SOURCE MATERIAL below:

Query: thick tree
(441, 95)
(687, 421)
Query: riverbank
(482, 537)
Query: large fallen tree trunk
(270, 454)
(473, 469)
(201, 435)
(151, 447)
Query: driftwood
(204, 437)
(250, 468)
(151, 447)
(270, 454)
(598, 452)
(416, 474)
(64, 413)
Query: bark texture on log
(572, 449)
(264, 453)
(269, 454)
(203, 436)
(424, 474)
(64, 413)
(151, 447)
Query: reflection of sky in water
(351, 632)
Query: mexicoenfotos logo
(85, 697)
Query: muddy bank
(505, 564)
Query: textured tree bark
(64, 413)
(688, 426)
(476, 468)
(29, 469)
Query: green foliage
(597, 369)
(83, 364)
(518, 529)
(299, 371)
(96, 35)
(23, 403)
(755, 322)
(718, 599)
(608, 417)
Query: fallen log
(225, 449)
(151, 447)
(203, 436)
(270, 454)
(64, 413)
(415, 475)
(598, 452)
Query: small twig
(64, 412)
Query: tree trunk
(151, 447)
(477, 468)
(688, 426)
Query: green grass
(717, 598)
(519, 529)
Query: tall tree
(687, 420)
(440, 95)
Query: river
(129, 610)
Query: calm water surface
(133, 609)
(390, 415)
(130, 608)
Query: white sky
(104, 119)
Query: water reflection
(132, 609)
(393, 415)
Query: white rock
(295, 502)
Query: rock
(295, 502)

End of SOURCE MATERIAL.

EXERCISE OBJECTIVE: Extract the complete listing above, reproducing each line exactly.

REPLY:
Query: thick tree
(441, 95)
(687, 421)
Query: riverbank
(482, 537)
Query: large fallen tree trunk
(270, 454)
(473, 469)
(201, 435)
(151, 447)
Query: driftwood
(204, 437)
(250, 468)
(151, 447)
(270, 454)
(598, 452)
(416, 474)
(64, 413)
Query: bark texture on log
(572, 449)
(264, 453)
(269, 454)
(203, 436)
(424, 474)
(64, 413)
(151, 447)
Query: reflection of sky in water
(351, 632)
Query: mexicoenfotos logo
(85, 697)
Query: muddy bank
(505, 564)
Query: textured tree bark
(64, 413)
(688, 426)
(476, 468)
(29, 469)
Query: green foliage
(597, 369)
(83, 364)
(518, 529)
(299, 371)
(96, 35)
(23, 403)
(755, 322)
(718, 599)
(608, 417)
Query: fallen log
(225, 449)
(151, 447)
(203, 436)
(270, 454)
(64, 413)
(415, 475)
(598, 452)
Query: small twig
(64, 412)
Query: tree trunk
(151, 447)
(477, 468)
(688, 426)
Query: green grass
(717, 598)
(519, 529)
Query: tall tree
(687, 420)
(440, 95)
Query: river
(129, 610)
Query: calm water surface
(133, 609)
(390, 415)
(130, 608)
Query: white sky
(104, 119)
Query: water reflection
(132, 609)
(393, 415)
Query: white rock
(295, 502)
Query: rock
(295, 502)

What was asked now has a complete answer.